**PROBLEM DETAILS:** Please give back, word for word, only the lines starting at the one containing "negative clicks: (458, 274)" and ending at the one containing "box: [196, 267, 208, 279]" within the material below.

Start of EXERCISE MATERIALS

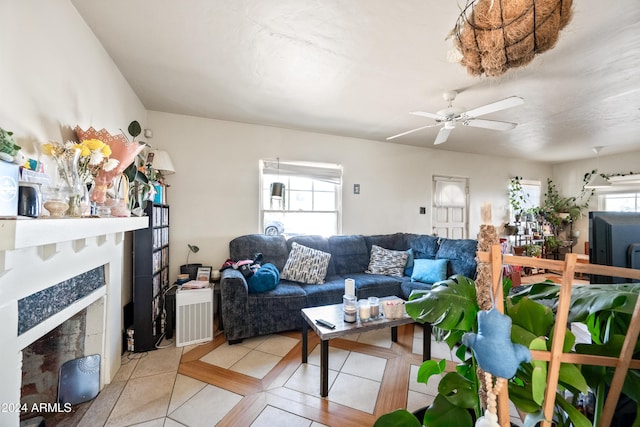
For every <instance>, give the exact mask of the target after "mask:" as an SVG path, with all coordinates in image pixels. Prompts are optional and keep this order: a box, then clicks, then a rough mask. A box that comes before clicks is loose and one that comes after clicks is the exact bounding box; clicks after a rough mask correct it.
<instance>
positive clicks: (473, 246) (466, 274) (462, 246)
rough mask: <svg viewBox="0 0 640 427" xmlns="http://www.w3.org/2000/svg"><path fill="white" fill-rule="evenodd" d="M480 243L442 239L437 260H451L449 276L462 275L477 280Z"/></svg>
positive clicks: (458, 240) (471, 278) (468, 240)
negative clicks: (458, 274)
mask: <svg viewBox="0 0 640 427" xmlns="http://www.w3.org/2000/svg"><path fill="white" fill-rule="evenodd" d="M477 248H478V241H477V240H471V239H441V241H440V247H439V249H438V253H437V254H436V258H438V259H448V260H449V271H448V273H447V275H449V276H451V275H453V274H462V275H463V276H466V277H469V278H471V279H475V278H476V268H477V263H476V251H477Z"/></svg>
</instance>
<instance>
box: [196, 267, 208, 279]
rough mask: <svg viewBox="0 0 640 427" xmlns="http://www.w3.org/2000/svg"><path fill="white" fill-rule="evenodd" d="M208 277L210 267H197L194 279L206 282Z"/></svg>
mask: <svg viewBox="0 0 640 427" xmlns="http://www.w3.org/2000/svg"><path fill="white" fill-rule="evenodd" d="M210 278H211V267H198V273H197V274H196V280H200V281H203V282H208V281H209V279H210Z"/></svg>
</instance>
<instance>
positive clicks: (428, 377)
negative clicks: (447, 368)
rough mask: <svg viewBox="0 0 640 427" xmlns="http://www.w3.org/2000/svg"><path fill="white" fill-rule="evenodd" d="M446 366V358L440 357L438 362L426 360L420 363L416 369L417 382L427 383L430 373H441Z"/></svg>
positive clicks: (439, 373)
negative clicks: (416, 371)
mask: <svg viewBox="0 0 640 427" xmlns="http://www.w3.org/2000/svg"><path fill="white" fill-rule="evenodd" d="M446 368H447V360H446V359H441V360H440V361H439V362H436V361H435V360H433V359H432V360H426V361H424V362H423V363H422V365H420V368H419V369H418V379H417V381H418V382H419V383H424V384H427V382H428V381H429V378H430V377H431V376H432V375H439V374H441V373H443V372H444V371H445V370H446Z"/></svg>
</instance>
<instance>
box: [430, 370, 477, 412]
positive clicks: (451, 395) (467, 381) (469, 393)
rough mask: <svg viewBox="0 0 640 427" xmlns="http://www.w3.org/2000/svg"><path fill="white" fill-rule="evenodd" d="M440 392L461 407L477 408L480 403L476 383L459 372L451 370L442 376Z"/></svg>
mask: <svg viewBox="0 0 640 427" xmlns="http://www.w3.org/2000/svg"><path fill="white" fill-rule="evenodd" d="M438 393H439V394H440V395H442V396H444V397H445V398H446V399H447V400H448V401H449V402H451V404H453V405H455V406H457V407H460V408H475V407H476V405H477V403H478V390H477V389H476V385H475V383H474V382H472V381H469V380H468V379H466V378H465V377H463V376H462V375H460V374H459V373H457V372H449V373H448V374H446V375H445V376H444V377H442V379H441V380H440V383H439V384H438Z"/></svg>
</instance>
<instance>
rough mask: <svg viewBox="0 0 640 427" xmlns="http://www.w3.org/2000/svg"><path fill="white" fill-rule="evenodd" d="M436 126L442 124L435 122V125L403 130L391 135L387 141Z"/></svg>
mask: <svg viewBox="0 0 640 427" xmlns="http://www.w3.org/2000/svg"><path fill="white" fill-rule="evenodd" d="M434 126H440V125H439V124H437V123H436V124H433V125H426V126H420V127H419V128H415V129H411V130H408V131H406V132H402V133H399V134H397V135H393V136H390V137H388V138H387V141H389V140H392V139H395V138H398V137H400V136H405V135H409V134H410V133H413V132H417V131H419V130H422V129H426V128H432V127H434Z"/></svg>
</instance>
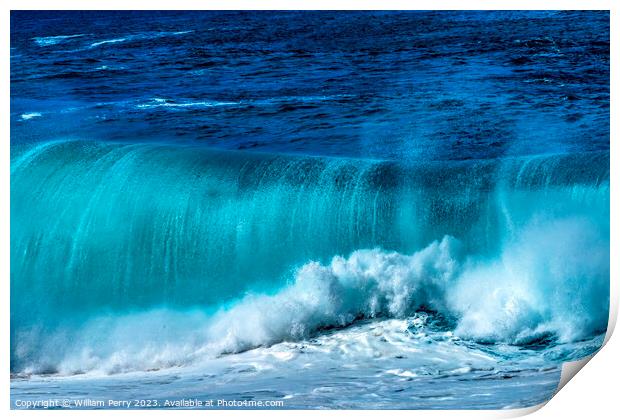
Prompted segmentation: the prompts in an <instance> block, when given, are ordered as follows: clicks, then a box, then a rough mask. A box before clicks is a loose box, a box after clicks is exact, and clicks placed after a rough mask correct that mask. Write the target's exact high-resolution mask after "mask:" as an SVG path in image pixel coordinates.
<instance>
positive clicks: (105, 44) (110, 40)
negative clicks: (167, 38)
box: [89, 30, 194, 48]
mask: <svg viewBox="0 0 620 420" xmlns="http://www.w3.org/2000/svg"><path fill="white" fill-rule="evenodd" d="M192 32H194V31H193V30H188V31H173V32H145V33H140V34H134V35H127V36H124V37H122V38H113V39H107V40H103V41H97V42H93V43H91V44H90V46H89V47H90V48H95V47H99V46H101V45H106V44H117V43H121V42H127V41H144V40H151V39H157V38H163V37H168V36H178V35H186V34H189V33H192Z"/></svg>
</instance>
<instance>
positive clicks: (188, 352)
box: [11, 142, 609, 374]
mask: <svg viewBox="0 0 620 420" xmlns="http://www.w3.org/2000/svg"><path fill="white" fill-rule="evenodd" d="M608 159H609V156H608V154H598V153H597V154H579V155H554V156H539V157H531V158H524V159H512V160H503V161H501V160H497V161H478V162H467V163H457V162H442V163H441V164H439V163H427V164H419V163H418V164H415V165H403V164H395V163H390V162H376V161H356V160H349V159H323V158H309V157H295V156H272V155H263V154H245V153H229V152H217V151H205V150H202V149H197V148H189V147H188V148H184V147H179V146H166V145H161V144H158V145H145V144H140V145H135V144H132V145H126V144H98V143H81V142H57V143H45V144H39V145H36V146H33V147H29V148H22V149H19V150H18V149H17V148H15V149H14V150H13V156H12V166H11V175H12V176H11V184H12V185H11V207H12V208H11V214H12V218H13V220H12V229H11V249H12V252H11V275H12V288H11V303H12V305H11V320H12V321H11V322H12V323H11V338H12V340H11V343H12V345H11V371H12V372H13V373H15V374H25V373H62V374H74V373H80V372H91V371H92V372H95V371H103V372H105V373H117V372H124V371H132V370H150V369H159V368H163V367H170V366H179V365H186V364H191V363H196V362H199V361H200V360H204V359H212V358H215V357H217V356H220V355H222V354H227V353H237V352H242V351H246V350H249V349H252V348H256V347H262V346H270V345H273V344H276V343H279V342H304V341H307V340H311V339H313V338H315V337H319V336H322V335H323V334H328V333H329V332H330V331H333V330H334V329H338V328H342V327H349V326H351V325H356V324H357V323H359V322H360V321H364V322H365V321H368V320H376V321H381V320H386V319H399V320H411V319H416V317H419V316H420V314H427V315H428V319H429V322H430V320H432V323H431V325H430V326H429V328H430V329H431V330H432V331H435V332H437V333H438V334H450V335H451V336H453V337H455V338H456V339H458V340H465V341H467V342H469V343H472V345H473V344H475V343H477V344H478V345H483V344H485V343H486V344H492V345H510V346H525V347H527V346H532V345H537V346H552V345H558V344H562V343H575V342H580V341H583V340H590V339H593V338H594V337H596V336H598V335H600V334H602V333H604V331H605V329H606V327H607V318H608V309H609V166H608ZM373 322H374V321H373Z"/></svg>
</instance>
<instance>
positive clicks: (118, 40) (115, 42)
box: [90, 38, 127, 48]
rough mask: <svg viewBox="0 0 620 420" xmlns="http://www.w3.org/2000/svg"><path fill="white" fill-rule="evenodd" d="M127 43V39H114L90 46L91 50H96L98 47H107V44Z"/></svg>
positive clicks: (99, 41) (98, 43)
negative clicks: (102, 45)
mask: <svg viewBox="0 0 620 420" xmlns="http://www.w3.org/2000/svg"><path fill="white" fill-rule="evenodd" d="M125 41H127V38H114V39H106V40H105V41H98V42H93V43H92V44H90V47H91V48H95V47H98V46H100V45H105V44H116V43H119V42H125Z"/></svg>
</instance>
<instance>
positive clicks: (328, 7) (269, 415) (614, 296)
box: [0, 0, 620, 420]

End of EXERCISE MATERIALS

**WRITTEN SOLUTION:**
negative clicks: (458, 274)
mask: <svg viewBox="0 0 640 427" xmlns="http://www.w3.org/2000/svg"><path fill="white" fill-rule="evenodd" d="M477 248H478V241H477V240H471V239H441V241H440V247H439V249H438V253H437V254H436V258H438V259H448V260H449V271H448V273H447V275H449V276H451V275H453V274H462V275H463V276H466V277H469V278H471V279H475V278H476V268H477V263H476V251H477Z"/></svg>
</instance>
<instance>
box: [196, 267, 208, 279]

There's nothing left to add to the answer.